Exercise details:
Show every line of the records that contains the string "pizza", matching case exactly.

Material supplied:

◆ ◆ ◆

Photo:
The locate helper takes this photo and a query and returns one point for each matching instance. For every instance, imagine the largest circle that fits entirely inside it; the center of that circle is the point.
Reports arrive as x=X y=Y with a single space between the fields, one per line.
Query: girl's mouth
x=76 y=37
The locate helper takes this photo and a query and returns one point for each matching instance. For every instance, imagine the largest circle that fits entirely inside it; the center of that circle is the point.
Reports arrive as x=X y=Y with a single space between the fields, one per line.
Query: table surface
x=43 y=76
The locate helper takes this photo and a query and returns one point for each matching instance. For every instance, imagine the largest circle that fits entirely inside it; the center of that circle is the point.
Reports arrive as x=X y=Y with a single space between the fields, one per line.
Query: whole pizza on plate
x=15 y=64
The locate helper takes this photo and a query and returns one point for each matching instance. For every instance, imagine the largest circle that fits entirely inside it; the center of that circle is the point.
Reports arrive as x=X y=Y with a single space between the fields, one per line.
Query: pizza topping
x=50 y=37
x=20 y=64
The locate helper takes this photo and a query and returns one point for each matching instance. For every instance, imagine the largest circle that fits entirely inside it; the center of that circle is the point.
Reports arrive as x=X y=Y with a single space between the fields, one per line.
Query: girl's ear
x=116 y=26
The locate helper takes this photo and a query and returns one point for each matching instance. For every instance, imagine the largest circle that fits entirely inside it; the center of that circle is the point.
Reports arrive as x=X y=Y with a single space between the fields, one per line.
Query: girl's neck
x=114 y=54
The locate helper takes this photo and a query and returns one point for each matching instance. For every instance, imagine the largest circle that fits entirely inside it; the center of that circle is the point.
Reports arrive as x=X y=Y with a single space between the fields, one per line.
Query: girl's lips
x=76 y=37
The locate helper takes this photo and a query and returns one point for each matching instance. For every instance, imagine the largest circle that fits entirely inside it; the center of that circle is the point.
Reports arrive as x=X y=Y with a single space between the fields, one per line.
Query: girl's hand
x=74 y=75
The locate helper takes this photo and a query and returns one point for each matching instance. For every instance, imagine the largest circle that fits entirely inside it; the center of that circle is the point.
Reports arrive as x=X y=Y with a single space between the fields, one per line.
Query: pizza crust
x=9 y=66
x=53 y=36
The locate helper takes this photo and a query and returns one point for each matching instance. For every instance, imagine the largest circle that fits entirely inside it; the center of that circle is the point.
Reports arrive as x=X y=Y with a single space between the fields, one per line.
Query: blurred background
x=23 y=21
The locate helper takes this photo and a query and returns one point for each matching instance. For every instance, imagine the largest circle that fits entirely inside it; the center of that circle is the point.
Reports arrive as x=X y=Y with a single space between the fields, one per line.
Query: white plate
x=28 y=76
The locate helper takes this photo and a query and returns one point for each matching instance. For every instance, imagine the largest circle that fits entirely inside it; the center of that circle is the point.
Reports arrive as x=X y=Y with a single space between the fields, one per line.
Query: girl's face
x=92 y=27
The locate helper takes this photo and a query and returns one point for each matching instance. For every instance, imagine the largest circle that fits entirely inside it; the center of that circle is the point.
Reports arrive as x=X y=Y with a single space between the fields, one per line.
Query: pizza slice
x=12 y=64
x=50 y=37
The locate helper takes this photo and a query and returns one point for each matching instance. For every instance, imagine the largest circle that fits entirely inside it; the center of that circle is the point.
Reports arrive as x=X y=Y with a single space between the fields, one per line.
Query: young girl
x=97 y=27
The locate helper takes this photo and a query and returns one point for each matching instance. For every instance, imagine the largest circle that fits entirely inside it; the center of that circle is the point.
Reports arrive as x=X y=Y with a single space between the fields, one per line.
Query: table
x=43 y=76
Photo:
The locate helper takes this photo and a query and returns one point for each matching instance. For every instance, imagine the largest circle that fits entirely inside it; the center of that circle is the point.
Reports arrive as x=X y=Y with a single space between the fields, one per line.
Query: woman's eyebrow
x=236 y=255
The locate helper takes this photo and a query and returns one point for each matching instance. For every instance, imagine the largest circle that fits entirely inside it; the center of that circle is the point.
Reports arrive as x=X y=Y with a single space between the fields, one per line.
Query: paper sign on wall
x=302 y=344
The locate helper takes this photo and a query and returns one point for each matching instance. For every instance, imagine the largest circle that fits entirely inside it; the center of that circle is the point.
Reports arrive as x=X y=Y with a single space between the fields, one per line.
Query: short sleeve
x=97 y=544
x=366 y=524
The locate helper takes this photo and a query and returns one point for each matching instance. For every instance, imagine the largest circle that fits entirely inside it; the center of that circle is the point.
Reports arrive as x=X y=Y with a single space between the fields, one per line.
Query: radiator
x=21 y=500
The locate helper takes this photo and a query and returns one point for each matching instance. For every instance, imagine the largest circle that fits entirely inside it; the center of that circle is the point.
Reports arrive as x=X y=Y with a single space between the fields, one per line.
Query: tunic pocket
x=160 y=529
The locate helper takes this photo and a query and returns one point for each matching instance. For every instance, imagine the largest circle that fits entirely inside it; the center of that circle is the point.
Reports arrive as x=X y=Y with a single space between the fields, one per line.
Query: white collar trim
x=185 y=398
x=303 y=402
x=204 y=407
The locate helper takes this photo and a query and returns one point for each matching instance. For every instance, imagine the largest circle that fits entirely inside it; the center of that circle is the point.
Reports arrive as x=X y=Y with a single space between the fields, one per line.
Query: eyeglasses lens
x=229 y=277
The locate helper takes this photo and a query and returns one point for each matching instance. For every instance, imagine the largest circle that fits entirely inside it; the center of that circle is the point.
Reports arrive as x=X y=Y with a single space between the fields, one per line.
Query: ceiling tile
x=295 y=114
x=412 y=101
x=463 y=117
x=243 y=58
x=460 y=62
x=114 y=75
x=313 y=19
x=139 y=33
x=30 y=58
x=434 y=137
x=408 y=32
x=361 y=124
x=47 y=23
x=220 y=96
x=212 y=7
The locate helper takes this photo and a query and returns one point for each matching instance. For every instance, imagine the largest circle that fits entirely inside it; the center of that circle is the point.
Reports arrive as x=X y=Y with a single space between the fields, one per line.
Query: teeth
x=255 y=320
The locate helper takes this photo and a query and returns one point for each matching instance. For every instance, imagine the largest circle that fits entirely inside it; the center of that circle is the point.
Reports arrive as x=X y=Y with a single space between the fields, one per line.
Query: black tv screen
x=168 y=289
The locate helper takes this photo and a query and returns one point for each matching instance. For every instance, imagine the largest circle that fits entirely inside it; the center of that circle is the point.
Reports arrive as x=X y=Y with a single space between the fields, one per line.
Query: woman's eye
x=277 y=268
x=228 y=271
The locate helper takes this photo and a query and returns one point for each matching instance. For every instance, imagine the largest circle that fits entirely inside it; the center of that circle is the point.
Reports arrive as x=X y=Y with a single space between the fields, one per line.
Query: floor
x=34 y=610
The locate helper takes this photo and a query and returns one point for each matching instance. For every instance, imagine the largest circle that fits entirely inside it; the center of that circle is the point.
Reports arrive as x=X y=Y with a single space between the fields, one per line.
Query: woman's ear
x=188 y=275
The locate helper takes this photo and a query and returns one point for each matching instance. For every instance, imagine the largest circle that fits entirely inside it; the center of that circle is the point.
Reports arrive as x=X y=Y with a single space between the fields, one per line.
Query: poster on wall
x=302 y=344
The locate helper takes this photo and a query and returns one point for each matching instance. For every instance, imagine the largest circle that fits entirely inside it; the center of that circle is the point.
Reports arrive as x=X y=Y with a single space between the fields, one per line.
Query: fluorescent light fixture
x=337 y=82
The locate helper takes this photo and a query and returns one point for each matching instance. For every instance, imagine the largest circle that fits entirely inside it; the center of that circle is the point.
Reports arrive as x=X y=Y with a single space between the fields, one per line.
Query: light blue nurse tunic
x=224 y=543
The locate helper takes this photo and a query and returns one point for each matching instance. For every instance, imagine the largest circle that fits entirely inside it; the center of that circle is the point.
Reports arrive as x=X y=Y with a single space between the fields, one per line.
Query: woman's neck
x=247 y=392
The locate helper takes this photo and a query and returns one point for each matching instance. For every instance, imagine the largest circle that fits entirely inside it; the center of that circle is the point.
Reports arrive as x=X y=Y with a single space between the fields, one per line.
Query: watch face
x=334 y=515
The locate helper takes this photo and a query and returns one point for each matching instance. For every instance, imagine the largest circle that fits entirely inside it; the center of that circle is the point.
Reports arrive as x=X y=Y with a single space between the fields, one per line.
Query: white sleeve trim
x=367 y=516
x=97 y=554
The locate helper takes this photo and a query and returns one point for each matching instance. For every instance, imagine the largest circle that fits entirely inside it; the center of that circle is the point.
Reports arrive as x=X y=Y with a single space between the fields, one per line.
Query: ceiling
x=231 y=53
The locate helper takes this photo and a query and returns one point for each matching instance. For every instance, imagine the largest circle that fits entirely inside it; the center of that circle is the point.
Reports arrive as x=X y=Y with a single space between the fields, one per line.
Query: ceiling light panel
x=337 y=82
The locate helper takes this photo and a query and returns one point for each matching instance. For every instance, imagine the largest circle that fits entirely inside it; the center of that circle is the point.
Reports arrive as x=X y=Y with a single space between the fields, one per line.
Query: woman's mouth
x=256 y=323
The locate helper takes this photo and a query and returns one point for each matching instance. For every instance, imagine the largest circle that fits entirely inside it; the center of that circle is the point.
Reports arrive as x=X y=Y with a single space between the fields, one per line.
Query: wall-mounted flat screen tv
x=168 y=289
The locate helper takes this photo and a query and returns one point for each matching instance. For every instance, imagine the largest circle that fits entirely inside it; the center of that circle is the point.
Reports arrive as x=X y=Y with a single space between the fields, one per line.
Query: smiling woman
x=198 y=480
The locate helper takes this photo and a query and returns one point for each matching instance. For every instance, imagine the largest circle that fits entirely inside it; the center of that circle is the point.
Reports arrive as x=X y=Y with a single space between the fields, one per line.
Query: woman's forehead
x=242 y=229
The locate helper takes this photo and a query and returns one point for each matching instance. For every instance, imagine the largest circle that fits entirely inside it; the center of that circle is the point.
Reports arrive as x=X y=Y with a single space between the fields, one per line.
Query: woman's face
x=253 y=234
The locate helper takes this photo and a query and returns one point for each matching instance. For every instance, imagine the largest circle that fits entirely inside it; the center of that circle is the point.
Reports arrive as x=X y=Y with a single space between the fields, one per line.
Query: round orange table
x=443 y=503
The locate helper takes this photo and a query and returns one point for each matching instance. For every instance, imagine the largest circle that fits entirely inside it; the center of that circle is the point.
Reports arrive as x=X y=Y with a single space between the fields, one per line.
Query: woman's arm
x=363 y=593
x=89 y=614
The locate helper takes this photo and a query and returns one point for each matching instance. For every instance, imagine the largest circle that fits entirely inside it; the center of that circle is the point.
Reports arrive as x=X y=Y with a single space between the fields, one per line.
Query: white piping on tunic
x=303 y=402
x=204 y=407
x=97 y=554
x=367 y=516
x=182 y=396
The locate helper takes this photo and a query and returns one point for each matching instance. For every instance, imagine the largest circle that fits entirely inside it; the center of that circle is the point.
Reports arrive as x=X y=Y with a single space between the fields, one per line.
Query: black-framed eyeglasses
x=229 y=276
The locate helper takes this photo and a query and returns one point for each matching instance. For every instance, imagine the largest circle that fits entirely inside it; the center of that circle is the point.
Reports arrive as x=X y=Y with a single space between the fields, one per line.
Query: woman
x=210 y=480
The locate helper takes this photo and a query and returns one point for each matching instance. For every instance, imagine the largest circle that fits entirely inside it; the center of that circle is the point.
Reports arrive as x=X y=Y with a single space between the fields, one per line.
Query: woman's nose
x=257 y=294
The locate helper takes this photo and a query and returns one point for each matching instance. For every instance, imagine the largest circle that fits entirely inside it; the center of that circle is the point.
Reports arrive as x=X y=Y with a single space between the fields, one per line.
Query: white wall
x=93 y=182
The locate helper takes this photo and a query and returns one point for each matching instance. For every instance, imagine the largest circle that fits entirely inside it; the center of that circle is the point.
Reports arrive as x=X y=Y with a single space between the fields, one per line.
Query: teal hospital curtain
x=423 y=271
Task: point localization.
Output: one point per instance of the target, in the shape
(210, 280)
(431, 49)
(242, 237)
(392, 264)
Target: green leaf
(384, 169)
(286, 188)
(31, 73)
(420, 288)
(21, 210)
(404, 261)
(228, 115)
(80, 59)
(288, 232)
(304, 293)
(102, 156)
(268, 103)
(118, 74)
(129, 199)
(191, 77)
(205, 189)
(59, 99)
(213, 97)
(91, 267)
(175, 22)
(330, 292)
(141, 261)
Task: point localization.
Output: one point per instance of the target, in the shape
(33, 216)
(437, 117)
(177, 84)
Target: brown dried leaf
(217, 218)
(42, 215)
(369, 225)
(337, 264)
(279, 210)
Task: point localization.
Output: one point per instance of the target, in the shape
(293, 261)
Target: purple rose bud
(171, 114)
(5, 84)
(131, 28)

◆ ◆ ◆

Solution to this problem:
Query: whole pizza on plate
Query: pizza topping
Query: pizza crust
Query: pizza slice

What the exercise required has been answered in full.